Sustainability is a central driver behind this expansion. Aran has positioned itself as a provider of sustainable liquid packaging solutions, and the investment is timed with rising customer requirements for reduced packaging weight, improved recyclability, and lower carbon footprints across the food and beverage and industrial sectors. Flexible liquid packaging commonly enables source reduction versus rigid packaging, lowering material usage per unit of product transported. By increasing local North American production, Aran can also reduce transport distances for finished packaging materials, helping customers meet their own environmental and extended producer responsibility objectives. The company’s focus on multilayer structures optimized for performance and resource efficiency reflects broader industry momentum toward specialized packaging that balances product protection with environmental impact.

The expansion is also strategically important for regional economic development in South Carolina. The Greer site’s upgrade is expected to support additional skilled manufacturing roles and technical positions related to production planning, quality assurance, maintenance of packaging machinery, and process optimization. For regional food, beverage, and industrial processors that rely on flexible packaging materials and packaging containers for bulk shipment, the enlarged facility offers a more resilient supply base close to key US logistics corridors. The project signals confidence in ongoing growth in North American demand for liquid packaging, including for export‑oriented customers shipping to Europe, Latin America, and Asia.

From a technology standpoint, stakeholders in packaging machinery and packaging converting machinery will be watching how Aran specifies new lines for Greer. Investments of this type typically span film extrusion or sourcing partnerships, high‑speed converting and bag‑making lines, integration with form‑fill‑seal or semi‑automatic filling systems, and enhancements in labelling machinery and marking, tracking, tracing and RFID solutions used across production and distribution. As more brand owners demand real‑time visibility into their supply chains, upgraded plants like Greer are likely to deploy better data capture, coding, and identification systems on outer packaging, bags, and pallets, tying into IT and software platforms for inventory management and quality documentation.

• REQUIRED TASKS
A: According to the passage on Aran's Greer expansion, how does increasing local North American production help Aran's customers with their environmental goals? Answer in one to three sentences.
B: Answer these questions from the passage on Aran's Greer expansion.
(i) In which state is the Greer site located?
(ii) Which three customer requirements is the investment timed with?
(iii) To which regions do the export-oriented customers mentioned ship?
C: Write the next part of the passage on Aran's Greer expansion, continuing after its final paragraph.

[Items from a data source]
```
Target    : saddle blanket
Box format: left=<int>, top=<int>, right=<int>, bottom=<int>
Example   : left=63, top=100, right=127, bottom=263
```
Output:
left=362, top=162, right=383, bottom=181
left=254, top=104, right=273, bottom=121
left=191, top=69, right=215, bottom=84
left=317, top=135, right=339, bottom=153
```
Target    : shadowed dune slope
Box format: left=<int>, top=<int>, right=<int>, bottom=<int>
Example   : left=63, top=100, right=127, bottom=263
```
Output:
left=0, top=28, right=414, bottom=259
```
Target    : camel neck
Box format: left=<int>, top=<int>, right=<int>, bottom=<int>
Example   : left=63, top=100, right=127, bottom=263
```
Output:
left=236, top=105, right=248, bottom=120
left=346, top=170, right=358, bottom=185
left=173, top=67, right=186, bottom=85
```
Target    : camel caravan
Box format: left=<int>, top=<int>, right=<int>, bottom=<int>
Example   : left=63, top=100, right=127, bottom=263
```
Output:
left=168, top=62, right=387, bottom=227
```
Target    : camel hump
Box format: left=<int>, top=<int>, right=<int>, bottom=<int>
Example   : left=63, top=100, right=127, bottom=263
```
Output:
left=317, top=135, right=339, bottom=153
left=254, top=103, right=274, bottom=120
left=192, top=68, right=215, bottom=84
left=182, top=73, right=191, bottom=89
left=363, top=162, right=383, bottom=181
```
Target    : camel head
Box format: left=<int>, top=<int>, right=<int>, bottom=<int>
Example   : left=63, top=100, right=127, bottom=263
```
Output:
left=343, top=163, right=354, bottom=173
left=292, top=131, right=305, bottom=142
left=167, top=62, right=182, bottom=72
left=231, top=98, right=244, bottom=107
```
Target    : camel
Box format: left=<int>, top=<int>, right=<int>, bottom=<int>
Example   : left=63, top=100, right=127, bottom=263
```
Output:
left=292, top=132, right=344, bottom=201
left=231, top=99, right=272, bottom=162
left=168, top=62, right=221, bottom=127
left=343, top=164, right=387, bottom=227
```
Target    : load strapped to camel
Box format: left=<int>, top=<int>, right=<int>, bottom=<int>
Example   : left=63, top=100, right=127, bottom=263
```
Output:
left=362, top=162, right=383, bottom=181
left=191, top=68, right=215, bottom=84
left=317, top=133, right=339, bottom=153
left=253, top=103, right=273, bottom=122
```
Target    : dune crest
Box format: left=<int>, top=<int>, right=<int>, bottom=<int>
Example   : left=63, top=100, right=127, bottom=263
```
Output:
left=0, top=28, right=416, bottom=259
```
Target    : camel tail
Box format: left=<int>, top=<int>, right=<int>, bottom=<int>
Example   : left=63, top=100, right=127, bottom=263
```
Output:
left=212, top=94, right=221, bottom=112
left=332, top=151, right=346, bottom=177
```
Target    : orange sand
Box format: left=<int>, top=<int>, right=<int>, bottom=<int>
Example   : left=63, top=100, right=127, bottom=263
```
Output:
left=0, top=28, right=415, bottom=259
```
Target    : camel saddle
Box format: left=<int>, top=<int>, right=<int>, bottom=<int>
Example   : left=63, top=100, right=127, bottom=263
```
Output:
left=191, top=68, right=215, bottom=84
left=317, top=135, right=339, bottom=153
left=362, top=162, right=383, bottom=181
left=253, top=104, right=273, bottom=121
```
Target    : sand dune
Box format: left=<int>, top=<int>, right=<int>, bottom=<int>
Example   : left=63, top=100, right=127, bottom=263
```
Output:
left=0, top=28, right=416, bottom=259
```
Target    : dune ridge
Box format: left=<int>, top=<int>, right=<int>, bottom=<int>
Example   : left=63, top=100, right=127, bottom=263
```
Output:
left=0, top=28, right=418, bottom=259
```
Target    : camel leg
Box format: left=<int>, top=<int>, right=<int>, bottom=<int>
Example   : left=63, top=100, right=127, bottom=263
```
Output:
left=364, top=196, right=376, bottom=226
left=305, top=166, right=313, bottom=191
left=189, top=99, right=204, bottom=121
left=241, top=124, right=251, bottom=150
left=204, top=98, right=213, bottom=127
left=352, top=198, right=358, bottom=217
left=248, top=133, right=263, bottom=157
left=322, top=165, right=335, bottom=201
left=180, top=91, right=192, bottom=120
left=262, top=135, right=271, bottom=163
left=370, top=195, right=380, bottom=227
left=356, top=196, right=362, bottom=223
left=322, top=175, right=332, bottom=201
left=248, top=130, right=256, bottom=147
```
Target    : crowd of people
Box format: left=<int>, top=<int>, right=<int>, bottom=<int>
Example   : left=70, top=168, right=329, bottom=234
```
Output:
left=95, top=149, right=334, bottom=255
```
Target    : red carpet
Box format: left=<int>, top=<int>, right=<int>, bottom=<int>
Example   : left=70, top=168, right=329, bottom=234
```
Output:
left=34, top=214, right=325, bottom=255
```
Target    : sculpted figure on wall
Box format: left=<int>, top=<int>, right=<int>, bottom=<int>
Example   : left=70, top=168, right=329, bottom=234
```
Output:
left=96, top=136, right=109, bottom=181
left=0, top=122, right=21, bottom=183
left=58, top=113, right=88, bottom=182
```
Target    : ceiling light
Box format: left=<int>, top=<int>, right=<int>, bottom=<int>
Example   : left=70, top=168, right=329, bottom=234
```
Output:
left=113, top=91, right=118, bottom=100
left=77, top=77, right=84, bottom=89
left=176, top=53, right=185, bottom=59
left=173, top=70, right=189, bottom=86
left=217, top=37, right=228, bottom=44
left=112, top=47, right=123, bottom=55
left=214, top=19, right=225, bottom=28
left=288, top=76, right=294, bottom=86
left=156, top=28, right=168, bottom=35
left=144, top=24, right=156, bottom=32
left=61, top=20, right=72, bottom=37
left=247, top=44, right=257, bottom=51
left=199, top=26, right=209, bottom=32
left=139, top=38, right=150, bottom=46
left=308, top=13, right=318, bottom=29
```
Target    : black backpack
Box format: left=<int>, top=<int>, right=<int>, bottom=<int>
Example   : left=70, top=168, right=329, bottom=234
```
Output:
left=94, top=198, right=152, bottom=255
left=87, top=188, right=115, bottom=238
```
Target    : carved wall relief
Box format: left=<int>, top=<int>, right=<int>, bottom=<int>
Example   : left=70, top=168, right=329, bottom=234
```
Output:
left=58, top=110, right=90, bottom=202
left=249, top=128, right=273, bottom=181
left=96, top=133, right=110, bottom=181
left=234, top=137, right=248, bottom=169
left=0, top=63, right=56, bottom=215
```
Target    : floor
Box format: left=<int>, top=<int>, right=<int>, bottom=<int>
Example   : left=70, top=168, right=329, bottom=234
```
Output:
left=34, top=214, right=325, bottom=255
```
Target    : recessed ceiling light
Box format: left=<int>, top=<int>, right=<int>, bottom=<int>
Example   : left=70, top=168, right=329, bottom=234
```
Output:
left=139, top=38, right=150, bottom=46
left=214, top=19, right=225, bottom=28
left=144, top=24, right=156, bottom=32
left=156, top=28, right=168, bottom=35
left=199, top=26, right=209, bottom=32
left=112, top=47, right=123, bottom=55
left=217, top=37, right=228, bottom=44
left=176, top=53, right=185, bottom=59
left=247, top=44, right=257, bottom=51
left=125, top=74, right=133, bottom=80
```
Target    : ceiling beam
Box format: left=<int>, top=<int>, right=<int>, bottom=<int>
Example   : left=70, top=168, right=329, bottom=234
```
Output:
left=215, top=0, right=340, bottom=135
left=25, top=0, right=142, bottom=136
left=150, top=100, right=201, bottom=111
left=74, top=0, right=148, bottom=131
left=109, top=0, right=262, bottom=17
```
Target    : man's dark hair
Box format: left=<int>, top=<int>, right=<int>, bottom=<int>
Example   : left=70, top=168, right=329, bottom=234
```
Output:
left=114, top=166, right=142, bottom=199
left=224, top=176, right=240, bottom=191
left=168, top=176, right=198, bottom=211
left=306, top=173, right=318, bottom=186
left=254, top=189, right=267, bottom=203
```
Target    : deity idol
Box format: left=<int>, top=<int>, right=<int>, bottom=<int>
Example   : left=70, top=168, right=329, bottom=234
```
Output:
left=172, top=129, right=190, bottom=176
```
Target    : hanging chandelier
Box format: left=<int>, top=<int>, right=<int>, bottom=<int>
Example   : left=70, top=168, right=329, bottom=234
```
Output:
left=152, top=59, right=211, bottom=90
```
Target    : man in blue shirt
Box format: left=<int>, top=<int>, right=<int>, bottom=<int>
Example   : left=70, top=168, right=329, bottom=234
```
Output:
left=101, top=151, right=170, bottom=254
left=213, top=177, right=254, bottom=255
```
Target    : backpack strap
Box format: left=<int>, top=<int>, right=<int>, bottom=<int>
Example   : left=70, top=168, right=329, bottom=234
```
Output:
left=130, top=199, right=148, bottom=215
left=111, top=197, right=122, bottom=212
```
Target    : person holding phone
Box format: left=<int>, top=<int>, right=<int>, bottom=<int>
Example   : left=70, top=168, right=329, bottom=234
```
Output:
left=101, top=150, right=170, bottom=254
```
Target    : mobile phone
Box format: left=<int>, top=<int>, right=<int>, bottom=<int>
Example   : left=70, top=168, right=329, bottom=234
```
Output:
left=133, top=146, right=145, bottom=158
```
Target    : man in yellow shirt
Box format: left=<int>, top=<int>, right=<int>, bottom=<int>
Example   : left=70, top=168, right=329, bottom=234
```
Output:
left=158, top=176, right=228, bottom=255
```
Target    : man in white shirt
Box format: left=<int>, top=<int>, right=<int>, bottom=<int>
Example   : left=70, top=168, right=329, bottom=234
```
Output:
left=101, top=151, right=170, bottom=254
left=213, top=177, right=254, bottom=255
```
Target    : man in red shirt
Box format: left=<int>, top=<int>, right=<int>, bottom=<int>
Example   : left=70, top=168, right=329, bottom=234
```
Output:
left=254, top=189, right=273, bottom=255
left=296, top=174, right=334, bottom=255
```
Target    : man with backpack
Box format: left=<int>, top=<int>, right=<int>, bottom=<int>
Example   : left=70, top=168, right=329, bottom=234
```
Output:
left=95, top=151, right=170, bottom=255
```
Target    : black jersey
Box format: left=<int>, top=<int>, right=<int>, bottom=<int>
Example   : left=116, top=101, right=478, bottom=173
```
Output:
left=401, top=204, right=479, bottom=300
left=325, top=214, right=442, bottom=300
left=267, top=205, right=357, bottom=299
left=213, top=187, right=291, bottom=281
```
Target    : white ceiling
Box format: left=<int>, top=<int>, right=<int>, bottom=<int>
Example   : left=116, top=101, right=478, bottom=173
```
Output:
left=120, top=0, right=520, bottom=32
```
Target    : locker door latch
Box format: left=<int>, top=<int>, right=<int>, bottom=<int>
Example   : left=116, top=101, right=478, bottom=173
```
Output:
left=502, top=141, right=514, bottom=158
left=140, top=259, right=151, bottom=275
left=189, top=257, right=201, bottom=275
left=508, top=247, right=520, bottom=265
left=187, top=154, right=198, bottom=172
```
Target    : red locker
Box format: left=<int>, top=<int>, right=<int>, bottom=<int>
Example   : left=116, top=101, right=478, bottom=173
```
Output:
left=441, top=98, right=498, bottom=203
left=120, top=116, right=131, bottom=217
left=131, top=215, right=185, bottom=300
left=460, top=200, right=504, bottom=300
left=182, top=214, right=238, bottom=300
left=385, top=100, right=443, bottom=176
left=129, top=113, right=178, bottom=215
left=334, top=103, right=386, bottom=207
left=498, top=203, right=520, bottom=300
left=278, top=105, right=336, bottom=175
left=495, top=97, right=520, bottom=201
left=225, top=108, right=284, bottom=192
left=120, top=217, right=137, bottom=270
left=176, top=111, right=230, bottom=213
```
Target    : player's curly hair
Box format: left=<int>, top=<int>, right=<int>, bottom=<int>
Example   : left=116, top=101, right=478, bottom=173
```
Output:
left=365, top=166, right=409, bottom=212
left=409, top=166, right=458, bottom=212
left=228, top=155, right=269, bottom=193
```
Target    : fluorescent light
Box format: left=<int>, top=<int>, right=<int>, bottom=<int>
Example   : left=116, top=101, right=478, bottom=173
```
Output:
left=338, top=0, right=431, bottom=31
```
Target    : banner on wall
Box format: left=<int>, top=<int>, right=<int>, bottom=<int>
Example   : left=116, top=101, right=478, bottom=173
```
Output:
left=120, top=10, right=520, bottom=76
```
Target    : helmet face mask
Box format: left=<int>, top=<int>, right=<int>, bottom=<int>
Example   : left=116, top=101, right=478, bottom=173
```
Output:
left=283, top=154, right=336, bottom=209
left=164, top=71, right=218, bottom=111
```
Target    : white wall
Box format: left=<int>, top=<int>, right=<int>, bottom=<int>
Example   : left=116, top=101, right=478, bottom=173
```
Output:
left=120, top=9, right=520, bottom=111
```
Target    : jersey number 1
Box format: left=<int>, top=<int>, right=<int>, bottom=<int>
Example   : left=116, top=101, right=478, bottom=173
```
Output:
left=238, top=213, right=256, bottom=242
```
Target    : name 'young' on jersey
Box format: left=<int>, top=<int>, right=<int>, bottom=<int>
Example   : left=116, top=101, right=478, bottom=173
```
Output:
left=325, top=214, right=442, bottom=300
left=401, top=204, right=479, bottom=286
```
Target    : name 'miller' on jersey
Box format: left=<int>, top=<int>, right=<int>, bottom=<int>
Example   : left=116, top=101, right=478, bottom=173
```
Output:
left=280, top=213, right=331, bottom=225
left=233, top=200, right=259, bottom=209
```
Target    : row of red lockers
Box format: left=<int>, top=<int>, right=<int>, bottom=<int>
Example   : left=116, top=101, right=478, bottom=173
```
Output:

• ANSWERS BELOW
A: More local North American production lets Aran reduce transport distances for finished packaging materials. That helps customers meet their own environmental and extended producer responsibility objectives.

B:
(i) South Carolina.
(ii) Reduced packaging weight, improved recyclability, and lower carbon footprints.
(iii) Europe, Latin America, and Asia.

C:
For B2B decision‑makers across the packaging value chain, the Aran USA investment highlights several strategic signals. First, flexible packaging for liquids, particularly in bag‑in‑box and related bulk formats, continues to gain share across food and beverage and industrial verticals due to handling efficiency and sustainability advantages. Second, packaging converters with specialized capabilities are regionalizing capacity to mitigate supply risk and serve customers with short lead times and custom specifications. Third, brand owners and contract packers looking for partners in flexible liquid packaging, packaging materials, and packaging services can expect greater capacity and technical support in North America, potentially easing constraints experienced in past periods of tight supply.

Looking ahead, the expanded Greer facility may also act as a platform for innovation in new barrier structures, fitments, and secondary packaging concepts. As regulatory and customer expectations evolve around recyclability, compostability, and reuse models, suppliers such as Aran will be under pressure to refine multilayer designs, explore mono‑material solutions where feasible, and upgrade printing and graphics capabilities for clearer on‑pack communication and branding. The capital allocated to the Greer expansion provides a foundation for such R&D efforts, allowing Aran to test new laminations, coatings, and sealing profiles under real production conditions. For equipment vendors, chemical and adhesive suppliers, and technology partners across the packaging sector, this type of project represents an opportunity to collaborate on next‑generation solutions that can be scaled quickly into commercial use.